_Text segment_:

○ ○ ○ ○ ○

Humboldt-Universität zu Berlin
Rudower Chaussee 5
12489 Berlin
Room 3.101           - map -
Lecture - 14.00 Uhr c.t.

Oliver M. Riordan - University of Cambridge

Steiner trees in random graphs

Abstract:   Given a graph with weights or costs associated to the edges, the Steiner tree problem is to find the minimum cost subtree connecting a given set of k vertices. For general graphs this problem is NP-complete. As with other combinatorial optimization problems it is interesting, and relevant for practical applications, to consider not worst case instances, but random instances. The simplest and most natural random example is to take a complete graph on n vertices where the edge costs are independent exponentials with mean 1. We show that for any 2 \le k=o(n) the minimum cost tree connecting k given vertices has cost asymptotic to (k-1/n)(log n-log k).

Two special cases of this problem have been studied previously: Davis and Prieditis and Janson found the minimum cost of a path connecting two given vertices (the case k=2) and Frieze the minimum cost of a spanning tree (k=n). In both cases there is a polynomial time algorithm whose behaviour on the random graph can be analyzed to obtain the result. For general k this is not the case and different methods must be used. A corollary of our result is that whenever k=o(n) an asymptotically optimal spanning tree can be found in polynomial time.

All new results described are joint work with Béla Bollobás, David Gamarnik and Benny Sudakov.


Colloquium - 16 Uhr s.t.

Piotr Krysta - Max-Planck-Institut für Informatik, Saarbrücken

Approximability of Dense and Sparse Instances of Minimum 2-Connectivity, TSP and Path Problems

Abstract:   We study the approximability of dense and sparse instances of the following problems: the minimum 2-edge-connected (2-EC) and 2-vertex-connected (2-VC) spanning subgraph, metric TSP with distances 1 and 2 (TSP(1,2)), maximum path packing, and the longest path (cycle) problems. The approximability of dense instances of these problems was left open in a paper of Arora et al. (1995). We resolve the approximability of these problems by proving tight upper (approximation algorithms) and lower bounds (inapproximability). We prove that 2-EC, 2-VC and TSP(1,2) problems are Max-SNP-hard, even on 3-regular graphs, and provide explicit hardness constants, under the usual P \not = NP assumption. We also improve the approximation ratio for 2-EC and 2-VC on graphs with maximum degree 3. These are the first known explicit hardness results on sparse and dense graphs for some of these problems. We also apply our results to prove bounds on the integrality gaps of LP relaxations for 2-EC and TSP(1,2) dense and sparse problems, related to the metric TSP conjecture, due to Goemans (1995).

This is joint work with Bela Csaba and Marek Karpinski.

○ ○ ○ ○ ○

_Data entries_:
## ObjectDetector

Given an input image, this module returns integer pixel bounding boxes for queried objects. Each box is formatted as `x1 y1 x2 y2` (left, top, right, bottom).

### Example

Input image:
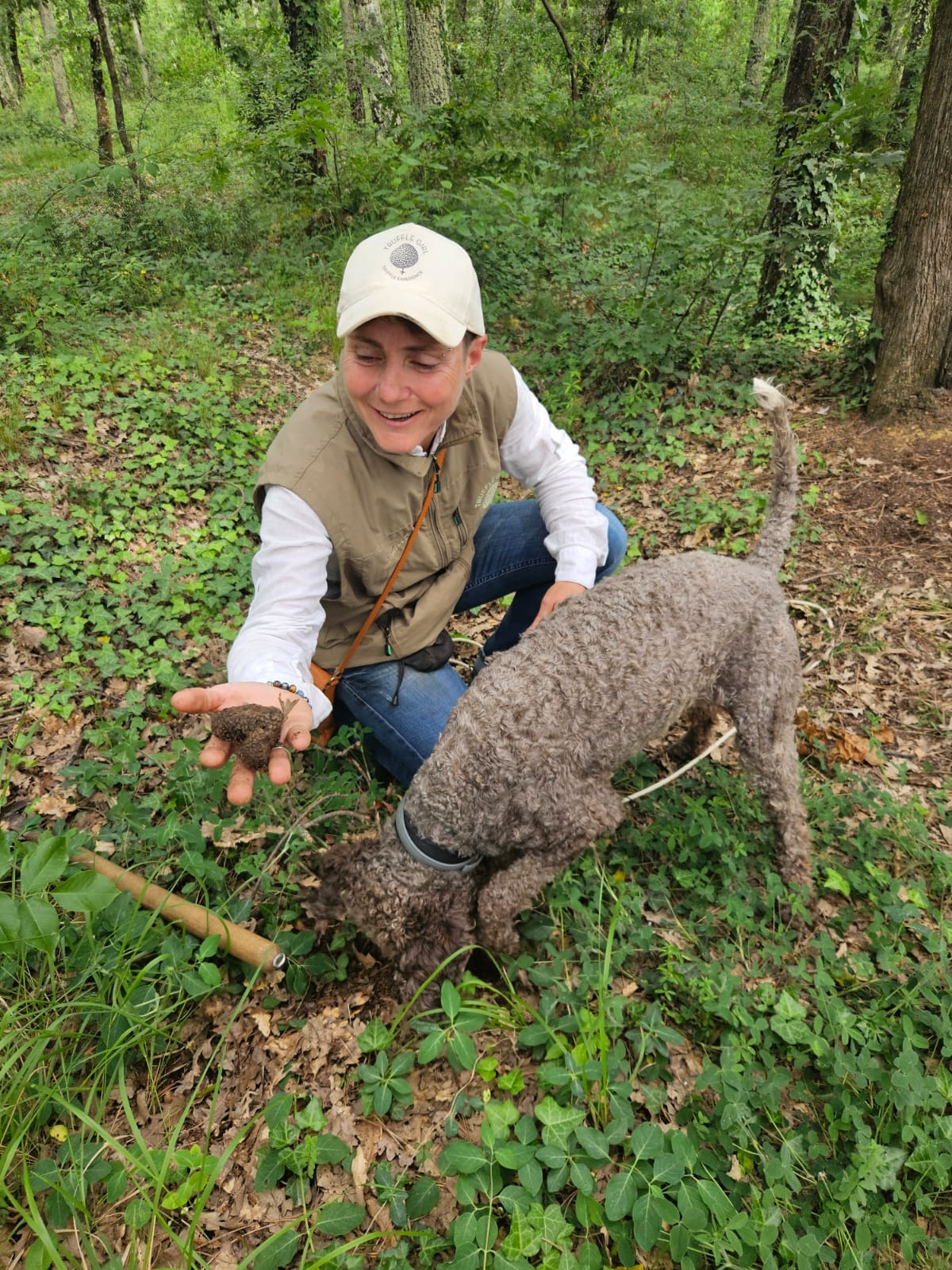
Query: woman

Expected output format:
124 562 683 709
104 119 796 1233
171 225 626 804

○ ○ ○ ○ ○

_Exercise description_: In the seminar announcement, condense the paragraph beginning "Two special cases of this problem" into a bulleted list that keeps its main facts.

_Answer to this exercise_:
- Two special cases have been studied before:
  - Davis and Prieditis and Janson found the minimum cost of a path connecting two given vertices (k=2).
  - Frieze found the minimum cost of a spanning tree (k=n).
- In both cases, a polynomial time algorithm exists whose behavior on the random graph can be analyzed to obtain the result.
- For general k, no such algorithm exists, so different methods are required.
- A corollary of the result is that whenever k=o(n), an asymptotically optimal spanning tree can be found in polynomial time.